_DATASET ENTRIES:_

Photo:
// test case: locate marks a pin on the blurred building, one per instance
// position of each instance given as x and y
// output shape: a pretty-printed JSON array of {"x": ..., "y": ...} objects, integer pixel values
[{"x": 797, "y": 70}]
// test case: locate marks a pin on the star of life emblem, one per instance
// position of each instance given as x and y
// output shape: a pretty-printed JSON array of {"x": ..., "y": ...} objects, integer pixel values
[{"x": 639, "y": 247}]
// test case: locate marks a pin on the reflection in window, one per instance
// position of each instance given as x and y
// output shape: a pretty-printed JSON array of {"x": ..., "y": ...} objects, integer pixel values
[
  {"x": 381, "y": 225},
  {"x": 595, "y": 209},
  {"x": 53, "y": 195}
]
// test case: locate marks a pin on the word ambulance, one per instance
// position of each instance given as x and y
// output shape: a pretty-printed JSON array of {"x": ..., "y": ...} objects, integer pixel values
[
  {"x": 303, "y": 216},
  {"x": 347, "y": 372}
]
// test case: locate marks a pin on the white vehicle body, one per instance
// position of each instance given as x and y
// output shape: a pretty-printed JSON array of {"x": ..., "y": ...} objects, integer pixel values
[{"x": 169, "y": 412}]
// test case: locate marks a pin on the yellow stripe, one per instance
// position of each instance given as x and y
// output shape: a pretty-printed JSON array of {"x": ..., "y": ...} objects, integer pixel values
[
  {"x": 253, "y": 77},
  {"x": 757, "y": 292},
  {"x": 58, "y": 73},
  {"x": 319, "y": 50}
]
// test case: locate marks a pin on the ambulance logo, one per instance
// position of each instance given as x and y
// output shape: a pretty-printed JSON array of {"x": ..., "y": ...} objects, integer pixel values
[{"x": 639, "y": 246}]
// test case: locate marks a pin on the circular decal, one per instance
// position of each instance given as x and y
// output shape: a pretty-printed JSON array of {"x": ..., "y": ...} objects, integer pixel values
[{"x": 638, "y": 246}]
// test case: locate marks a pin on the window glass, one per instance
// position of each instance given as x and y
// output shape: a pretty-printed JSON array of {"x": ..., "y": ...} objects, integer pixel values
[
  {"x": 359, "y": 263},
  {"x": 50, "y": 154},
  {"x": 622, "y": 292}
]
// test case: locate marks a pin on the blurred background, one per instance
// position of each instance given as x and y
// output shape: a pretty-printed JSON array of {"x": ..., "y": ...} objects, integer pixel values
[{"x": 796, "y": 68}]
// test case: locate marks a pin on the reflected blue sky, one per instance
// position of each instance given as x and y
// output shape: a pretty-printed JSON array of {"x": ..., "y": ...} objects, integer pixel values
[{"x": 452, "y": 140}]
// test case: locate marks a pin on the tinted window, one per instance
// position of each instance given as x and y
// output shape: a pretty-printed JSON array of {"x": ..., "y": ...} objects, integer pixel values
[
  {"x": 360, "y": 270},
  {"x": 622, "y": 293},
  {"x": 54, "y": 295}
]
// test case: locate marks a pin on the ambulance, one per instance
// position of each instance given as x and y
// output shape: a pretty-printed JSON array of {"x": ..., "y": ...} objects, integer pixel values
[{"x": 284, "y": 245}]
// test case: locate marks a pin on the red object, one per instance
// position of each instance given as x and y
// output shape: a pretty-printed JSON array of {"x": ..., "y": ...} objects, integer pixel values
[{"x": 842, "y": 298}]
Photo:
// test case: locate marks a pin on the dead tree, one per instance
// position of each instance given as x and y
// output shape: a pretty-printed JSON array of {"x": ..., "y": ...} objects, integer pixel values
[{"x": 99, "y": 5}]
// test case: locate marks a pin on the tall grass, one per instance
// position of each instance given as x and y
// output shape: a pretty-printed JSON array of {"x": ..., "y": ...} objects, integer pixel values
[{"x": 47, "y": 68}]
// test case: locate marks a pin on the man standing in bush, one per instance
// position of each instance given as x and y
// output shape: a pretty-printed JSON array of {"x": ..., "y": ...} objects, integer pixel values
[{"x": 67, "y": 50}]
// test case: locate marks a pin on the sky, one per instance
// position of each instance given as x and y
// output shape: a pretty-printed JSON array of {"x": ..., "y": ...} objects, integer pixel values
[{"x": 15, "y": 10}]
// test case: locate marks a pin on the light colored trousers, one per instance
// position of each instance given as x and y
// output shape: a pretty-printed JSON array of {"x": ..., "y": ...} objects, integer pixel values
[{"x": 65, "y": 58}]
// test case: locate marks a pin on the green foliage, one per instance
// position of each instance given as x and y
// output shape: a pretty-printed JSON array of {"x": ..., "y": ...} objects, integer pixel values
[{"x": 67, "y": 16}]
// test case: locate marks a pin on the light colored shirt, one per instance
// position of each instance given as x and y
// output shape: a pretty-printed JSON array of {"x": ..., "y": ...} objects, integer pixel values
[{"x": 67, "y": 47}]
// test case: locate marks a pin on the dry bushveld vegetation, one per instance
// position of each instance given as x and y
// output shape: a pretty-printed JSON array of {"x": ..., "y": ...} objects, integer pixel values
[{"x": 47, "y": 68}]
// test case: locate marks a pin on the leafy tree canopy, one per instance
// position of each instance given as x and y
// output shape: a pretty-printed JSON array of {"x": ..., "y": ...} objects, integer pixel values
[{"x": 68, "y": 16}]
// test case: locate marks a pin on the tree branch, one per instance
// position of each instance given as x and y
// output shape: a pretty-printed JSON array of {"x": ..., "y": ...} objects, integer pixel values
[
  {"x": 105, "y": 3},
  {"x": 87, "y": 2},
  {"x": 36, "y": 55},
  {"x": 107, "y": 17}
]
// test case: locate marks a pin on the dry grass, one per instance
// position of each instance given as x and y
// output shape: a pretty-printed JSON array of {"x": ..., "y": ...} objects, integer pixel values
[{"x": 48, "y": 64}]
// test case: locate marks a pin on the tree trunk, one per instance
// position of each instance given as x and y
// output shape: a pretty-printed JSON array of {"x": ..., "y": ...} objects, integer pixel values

_WORK REQUIRED:_ Copy down every line of the entries containing the word "ambulance".

_SOLUTION TO THIS TASK:_
// test case: locate marks a pin on the word ambulance, one per instance
// test case: locate marks a pin on the ambulance logo, one per instance
// test case: locate marks a pin on the ambulance, one per instance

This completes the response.